Imagine trabalhar por um dia com seu maior ídolo. Não importa sua profissão, interesse ou faixa etária. Apenas visualize-se mentalmente conhecendo um dos expoentes de sua área profissional, acompanhando de perto como ele faz a sua “mágica” de todos os dias.
Pois eu tive este privilégio em 21 de maio de 2016. Depois de acompanhar por oito jogos o Portsmouth FC, time da quarta divisão inglesa – ao todo cobri mais de 20 jogos como jornalista na Europa -, recebi um convite inesperado: O repórter João Castelo Branco, vídeo-repórter dos canais ESPN, me convidou para ajudar na cobertura da final da Copa da Inglaterra, um dos campeonatos mais importantes do mundo, na partida entre Manchester United e Crystal Palace. Eu estava meio cabisbaixo, pois o Pompey havia sido eliminado nos playoffs (fase qualificatória), perdendo o jogo para o Plymouth Argyle fora de casa no último minuto, sepultando as chances de ir para Wembley com credencial, meu grande sonho.
Quando João me chamou por um aplicativo de celular, apenas 12 horas após eu ter chegado à minha casa temporária na cidade portuária de Portsmouth, eu arrumava melancolicamente minha mala, sepultando uma jornada que havia iniciado em janeiro de 2016 (cobertura de um jogo do Glasgow Rangers-ESC) e mal acreditava no que meus olhos me mostravam. Sim, eu iria para Wembley! Sim, eu ia conhecer e trabalhar com João Castelo Branco! Pouco importava que a grana estivesse curta e as ajudas de custo que recebia do clube mal pagavam as despesas básicas. O importante é que eu ia trabalhar por um dia num dos maiores palcos do futebol, o templo bretão moderno e sagrado.
O convite não surgiu à toa. JCB acompanhou boa parte da minha trajetória, desde as tímidas postagens do meu blog até reportagens maiores, para portais da internet, culminando nos 45 dias incríveis que tive no Portsmouth, acompanhando o clube diariamente e viajando para todos os jogos, de Norte à Sul da Inglaterra, junto com jogadores, comissão técnica e torcedores. Ele lia as matérias e comentava algumas pelo Messenger, como na vez em que, num único dia, visitei Old Trafford e, logo em seguida, assisti à um jogo do Manchester City pela Liga dos Campeões.

» INFORMAÇÕES FORNECIDAS:
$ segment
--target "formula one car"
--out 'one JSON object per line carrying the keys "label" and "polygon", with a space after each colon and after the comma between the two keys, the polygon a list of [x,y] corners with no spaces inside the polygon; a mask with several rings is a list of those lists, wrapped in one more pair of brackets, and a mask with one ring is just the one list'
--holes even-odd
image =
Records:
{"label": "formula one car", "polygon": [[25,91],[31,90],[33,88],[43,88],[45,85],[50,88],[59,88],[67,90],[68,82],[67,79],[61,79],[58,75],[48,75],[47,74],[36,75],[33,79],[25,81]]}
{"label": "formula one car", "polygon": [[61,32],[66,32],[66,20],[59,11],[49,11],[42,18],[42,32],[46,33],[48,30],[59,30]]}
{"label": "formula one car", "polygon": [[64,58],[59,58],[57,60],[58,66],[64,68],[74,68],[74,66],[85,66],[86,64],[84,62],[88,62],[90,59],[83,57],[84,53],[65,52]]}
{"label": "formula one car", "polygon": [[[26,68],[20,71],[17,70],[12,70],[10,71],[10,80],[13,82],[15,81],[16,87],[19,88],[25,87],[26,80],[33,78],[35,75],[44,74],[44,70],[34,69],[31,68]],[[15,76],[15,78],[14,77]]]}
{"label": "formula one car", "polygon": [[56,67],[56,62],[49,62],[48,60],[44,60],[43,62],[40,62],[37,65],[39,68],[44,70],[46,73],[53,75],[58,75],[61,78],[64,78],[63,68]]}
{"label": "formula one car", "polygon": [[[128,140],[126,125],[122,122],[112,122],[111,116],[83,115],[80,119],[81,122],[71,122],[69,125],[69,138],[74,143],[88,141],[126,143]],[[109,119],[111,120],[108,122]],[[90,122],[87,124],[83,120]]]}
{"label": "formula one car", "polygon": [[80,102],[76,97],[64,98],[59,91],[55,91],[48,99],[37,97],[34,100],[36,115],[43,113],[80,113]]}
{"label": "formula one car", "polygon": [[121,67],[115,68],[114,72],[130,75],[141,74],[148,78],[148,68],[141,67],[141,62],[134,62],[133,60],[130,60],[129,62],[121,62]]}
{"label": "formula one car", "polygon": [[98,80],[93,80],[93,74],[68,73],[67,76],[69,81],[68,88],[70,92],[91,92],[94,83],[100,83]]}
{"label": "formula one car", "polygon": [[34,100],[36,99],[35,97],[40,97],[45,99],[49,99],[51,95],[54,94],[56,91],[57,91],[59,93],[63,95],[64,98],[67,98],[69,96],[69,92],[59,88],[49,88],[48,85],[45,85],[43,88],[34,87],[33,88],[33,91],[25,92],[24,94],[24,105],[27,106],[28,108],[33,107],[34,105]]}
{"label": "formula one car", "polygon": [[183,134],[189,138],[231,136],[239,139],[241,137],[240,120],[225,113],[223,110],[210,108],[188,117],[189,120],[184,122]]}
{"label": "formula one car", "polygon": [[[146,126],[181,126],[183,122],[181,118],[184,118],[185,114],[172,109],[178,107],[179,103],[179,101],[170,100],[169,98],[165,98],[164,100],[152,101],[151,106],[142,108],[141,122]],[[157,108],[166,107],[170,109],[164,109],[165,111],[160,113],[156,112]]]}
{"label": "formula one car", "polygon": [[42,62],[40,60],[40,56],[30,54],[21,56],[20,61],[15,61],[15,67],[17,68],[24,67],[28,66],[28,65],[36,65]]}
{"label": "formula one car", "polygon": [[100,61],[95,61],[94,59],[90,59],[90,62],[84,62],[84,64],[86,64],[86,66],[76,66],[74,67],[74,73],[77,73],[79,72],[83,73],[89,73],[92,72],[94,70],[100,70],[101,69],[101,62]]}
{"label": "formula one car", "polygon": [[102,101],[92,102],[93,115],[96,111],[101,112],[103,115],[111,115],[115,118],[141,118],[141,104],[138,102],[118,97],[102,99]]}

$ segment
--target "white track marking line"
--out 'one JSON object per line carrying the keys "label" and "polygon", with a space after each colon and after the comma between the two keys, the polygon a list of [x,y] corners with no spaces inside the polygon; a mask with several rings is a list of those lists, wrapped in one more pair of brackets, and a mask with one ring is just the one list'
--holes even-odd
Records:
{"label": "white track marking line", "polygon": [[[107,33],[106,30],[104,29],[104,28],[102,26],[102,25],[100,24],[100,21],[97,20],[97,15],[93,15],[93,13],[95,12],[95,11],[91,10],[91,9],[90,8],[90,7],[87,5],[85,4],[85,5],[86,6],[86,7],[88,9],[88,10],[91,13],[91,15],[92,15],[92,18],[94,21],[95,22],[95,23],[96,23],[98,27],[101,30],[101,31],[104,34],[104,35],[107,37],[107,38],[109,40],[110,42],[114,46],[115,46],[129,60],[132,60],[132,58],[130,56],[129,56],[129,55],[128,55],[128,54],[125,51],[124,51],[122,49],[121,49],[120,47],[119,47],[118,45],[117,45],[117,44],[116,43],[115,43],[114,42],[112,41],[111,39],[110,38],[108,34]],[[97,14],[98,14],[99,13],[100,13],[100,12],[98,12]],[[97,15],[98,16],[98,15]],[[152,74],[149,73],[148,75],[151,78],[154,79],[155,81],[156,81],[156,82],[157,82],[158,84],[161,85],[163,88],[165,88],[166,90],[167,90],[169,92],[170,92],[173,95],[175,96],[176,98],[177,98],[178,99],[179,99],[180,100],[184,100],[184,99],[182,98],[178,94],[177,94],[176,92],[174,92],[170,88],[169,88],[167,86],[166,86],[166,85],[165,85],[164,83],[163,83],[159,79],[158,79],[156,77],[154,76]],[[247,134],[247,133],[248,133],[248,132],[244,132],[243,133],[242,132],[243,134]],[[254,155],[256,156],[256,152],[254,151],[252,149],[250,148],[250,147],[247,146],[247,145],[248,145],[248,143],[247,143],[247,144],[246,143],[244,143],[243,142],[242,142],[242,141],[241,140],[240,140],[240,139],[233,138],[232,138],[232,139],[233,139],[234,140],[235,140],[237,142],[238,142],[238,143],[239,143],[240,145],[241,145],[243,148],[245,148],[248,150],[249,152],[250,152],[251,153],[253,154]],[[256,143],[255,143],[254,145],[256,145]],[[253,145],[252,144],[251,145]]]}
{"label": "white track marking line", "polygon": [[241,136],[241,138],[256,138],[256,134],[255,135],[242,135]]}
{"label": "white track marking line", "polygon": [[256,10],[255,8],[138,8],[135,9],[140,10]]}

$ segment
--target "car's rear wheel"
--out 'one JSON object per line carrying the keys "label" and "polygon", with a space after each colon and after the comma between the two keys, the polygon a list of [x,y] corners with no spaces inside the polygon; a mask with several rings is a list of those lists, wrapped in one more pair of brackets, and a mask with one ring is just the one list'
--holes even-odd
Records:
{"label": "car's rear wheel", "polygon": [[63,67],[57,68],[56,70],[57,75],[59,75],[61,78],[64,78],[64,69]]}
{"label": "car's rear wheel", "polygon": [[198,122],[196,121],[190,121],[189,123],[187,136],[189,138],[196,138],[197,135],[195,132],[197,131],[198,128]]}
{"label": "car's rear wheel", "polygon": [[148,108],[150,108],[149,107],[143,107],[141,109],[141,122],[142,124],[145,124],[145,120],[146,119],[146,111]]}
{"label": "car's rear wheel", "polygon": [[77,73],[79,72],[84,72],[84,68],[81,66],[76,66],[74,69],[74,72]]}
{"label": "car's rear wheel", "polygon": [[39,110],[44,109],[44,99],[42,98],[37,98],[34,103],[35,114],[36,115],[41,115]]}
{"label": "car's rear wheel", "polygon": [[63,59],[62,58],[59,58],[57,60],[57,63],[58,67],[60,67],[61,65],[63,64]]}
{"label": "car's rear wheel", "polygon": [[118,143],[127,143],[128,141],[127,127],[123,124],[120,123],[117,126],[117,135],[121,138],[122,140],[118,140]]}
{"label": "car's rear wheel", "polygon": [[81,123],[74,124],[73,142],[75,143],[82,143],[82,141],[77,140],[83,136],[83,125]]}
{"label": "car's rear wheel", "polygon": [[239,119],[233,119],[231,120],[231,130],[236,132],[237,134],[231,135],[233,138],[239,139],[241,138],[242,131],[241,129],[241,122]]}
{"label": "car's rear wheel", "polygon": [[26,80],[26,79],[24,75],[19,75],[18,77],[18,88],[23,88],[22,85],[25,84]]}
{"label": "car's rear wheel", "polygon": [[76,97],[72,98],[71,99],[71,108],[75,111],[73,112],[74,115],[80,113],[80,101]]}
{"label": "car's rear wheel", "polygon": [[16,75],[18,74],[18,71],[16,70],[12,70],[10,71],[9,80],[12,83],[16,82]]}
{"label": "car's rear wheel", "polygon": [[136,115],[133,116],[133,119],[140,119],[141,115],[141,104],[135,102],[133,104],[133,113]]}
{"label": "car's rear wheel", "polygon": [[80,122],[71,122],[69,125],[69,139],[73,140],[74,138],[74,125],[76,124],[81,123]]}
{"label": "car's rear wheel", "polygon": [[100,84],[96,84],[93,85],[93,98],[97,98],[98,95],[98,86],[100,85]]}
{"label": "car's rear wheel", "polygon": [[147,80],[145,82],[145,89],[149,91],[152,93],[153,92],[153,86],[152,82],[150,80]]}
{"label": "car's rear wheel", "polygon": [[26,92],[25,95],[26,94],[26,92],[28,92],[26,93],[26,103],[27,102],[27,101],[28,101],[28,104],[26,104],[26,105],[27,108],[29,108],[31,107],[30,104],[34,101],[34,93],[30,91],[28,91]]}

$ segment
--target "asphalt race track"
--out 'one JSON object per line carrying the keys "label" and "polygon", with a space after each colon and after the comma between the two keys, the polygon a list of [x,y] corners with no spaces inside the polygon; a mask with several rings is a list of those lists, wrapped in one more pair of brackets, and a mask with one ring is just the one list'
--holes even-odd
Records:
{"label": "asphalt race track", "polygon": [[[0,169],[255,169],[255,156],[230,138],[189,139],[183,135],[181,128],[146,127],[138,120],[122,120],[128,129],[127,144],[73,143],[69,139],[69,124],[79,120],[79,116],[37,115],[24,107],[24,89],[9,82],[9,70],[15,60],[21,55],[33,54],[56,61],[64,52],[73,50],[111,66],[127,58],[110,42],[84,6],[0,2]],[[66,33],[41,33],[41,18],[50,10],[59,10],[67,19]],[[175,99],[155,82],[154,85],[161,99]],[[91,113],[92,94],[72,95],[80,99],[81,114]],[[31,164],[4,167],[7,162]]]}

» INSTRUÇÕES DA TAREFA: Informe, com base no trecho do texto, entre quais times foi disputada a final da Copa da Inglaterra citada.

» RESPOSTA ESPERADA: A final foi disputada entre Manchester United e Crystal Palace.